---------- FRAGMENTO DE PÁGINA

Malebranche y Geulincx, los principales exponentes del ocasionalismo, negaron la potencia causal a las sustancias creadas con el fin de reservar esta potencia exclusivamente a la sustancia divina. Pueden identificarse dos razones principales en favor de esta idea, una de índole teológica y otra cosmológica: la primera razón parte del supuesto de que toda acción causal es, en cierto sentido, una acción creadora -en efecto, causar algo significa hacer que comience a existir algo que previamente no existía-, y este tipo de acciones constituyen un atributo exclusivamente divino; la segunda razón, de índole cosmológica, busca ser consecuente con el principio cartesiano de la conservación de la cantidad del movimiento: si se afirma que las sustancias creadas, particularmente las sustancias corpóreas, tienen potencia causal y, por medio de ella, pueden producir movimiento, esta producción alteraría la cantidad de movimiento que hay en el universo y, en consecuencia, implicaría la falsedad del principio de la conservación de la cantidad del movimiento. Pero si se niega la potencia causal a las sustancias creadas, ¿cómo se explican todas las experiencias que nos remiten al cambio, a la producción de nuevos movimientos y al influjo y afectación que parece ocurrir entre unas cosas y otras? Según esta postura, Dios es quien actúa en forma directa en el mundo en lugar de las sustancias creadas, las cuales sólo lo hacen aparentemente al ser meras ocasiones para el despliegue de la única potencia causal divina. Podríamos formular esta posición del siguiente modo:
[O] Cualquier cambio en la sustancia C que corresponda a un cambio en la sustancia B se produce directamente, junto con el cambio en B, por la acción de la sustancia divina A; A es la única causa, el cambio en B es tanto un efecto de A como la ocasión para que A cause el cambio en C, y el cambio en C es un efecto directo y final de A.

--------------------

- **QUÉ SE PIDE**
a - Explica en dos o tres oraciones por qué, según el fragmento sobre el ocasionalismo, atribuir potencia causal a las sustancias corpóreas entraría en conflicto con el principio cartesiano que allí se menciona.
b - Contesta brevemente, a partir del fragmento sobre el ocasionalismo:
(i) ¿Quiénes son los principales exponentes del ocasionalismo?
(ii) ¿Qué significa causar algo, según la razón teológica?
(iii) En la formulación [O], ¿qué dos papeles cumple el cambio en la sustancia B?
c - Resume el fragmento sobre el ocasionalismo en tres oraciones.

---------- MATERIAL DE DATOS

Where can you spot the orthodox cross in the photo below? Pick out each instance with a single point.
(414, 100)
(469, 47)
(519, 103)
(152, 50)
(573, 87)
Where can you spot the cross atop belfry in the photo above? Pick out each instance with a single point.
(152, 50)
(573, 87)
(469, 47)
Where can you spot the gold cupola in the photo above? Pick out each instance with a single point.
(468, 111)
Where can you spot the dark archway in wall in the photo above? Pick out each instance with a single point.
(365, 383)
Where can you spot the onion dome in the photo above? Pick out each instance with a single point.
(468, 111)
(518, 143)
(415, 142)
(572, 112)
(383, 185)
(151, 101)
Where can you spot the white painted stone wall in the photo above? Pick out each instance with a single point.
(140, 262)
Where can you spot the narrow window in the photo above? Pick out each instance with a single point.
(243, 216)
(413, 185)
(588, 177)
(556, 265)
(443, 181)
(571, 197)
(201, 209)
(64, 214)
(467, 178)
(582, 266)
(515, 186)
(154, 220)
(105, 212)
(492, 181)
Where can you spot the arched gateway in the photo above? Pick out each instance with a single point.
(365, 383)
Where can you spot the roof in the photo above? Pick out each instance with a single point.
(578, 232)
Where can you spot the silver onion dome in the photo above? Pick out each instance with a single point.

--------------------
---------- MATERIAL DE DATOS

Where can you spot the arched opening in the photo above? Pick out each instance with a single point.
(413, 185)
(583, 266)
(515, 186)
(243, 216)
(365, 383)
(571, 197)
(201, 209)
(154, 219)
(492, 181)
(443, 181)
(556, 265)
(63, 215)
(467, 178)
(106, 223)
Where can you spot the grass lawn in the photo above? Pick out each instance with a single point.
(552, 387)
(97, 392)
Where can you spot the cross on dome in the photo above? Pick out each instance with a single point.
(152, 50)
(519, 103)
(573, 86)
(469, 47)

--------------------

- **EJERCICIO RESUELTO**
a - Si las sustancias corpóreas tuvieran potencia causal, podrían producir movimiento por medio de ella. Esa producción alteraría la cantidad de movimiento que hay en el universo. En consecuencia, implicaría la falsedad del principio cartesiano de la conservación de la cantidad del movimiento, con el que el ocasionalismo busca ser consecuente.

b -
(i) Malebranche y Geulincx.
(ii) Significa hacer que comience a existir algo que previamente no existía.
(iii) Es a la vez un efecto de la sustancia divina A y la ocasión para que A cause el cambio en C.

c - Malebranche y Geulincx negaron la potencia causal a las sustancias creadas para reservarla exclusivamente a la sustancia divina. Apoyaron esta idea en dos razones: una teológica, según la cual toda acción causal es creadora y eso es un atributo exclusivamente divino, y otra cosmológica, basada en el principio cartesiano de la conservación de la cantidad del movimiento. Para explicar el cambio que experimentamos, sostienen que Dios actúa directamente en el mundo y que las sustancias creadas son meras ocasiones para el despliegue de la única potencia causal divina.